SET TASK: Can you pick out every line in the data below that contains the word "back" and copy each one?

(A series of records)
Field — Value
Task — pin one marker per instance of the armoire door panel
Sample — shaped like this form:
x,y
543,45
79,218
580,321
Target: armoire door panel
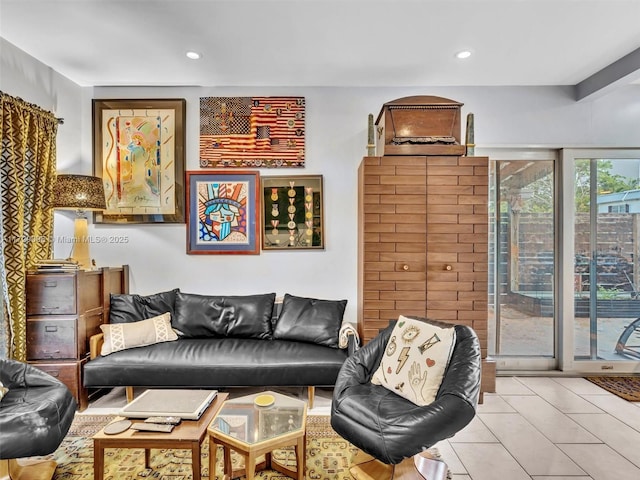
x,y
397,218
380,227
408,285
411,228
404,295
402,238
433,208
410,247
404,276
442,295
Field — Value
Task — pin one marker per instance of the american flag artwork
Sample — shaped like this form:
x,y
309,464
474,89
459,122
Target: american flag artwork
x,y
259,132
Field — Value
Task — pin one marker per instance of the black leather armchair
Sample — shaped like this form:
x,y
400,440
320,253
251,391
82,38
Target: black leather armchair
x,y
391,428
35,415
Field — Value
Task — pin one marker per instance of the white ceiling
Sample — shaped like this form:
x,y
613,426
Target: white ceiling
x,y
329,42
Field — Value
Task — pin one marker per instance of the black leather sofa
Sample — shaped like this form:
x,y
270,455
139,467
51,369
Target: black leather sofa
x,y
233,341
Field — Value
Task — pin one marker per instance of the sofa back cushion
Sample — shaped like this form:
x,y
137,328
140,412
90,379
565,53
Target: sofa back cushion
x,y
310,320
126,308
247,316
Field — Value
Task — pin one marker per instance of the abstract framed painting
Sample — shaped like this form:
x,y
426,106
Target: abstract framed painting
x,y
138,151
252,132
223,212
292,212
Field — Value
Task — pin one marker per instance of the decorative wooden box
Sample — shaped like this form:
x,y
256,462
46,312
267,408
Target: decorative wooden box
x,y
419,125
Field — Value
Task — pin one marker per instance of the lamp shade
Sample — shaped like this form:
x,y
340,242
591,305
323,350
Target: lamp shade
x,y
79,192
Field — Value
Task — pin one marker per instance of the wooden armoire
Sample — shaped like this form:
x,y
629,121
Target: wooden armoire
x,y
423,223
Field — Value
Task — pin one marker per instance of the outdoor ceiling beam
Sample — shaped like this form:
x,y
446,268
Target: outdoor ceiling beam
x,y
621,72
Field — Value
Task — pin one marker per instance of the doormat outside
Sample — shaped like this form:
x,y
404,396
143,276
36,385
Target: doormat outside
x,y
329,456
624,387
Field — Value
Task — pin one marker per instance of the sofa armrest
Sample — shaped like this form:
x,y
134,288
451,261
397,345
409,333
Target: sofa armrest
x,y
95,345
348,338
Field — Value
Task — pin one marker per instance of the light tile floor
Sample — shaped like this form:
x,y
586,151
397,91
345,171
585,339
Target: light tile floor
x,y
532,428
543,428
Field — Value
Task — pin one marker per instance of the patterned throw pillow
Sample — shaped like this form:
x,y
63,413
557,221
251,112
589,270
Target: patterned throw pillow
x,y
120,336
415,360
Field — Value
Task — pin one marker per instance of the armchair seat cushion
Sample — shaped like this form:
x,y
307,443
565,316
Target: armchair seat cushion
x,y
36,412
390,427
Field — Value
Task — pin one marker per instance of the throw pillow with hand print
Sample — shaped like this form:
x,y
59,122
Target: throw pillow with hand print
x,y
415,359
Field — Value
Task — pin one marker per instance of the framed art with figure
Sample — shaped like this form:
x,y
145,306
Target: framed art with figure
x,y
292,212
222,212
138,151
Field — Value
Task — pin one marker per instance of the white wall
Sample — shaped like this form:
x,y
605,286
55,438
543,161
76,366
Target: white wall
x,y
336,138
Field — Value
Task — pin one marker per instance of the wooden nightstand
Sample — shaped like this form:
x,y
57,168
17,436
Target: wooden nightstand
x,y
63,311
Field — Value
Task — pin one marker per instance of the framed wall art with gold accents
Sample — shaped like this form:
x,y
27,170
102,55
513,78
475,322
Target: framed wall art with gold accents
x,y
252,132
292,212
138,151
223,212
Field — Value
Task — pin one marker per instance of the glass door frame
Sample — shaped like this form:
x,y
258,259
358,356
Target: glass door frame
x,y
566,260
506,364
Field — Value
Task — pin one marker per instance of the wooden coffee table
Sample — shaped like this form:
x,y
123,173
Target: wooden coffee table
x,y
188,435
253,431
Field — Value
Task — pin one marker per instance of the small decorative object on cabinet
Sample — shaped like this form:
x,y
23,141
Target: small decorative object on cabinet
x,y
423,223
63,311
292,212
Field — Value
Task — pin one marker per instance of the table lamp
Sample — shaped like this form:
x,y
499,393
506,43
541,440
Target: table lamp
x,y
80,193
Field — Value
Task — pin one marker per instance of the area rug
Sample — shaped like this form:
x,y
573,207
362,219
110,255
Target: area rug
x,y
329,456
624,387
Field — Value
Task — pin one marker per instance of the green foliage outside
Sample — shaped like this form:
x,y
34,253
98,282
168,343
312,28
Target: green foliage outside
x,y
541,200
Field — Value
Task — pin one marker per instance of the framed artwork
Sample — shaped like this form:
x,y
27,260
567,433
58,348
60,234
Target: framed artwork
x,y
252,132
138,151
292,212
222,212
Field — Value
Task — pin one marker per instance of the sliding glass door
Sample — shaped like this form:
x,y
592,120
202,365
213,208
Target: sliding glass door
x,y
522,325
564,269
602,330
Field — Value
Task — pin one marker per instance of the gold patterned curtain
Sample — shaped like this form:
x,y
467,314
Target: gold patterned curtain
x,y
27,173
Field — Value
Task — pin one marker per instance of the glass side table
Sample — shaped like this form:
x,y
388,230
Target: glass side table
x,y
252,430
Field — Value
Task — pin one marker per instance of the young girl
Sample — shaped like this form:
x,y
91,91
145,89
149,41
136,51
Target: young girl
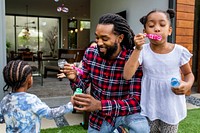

FINAL RESULT:
Task — pin one marker per instance of the sofa back cushion
Target: sofa back cushion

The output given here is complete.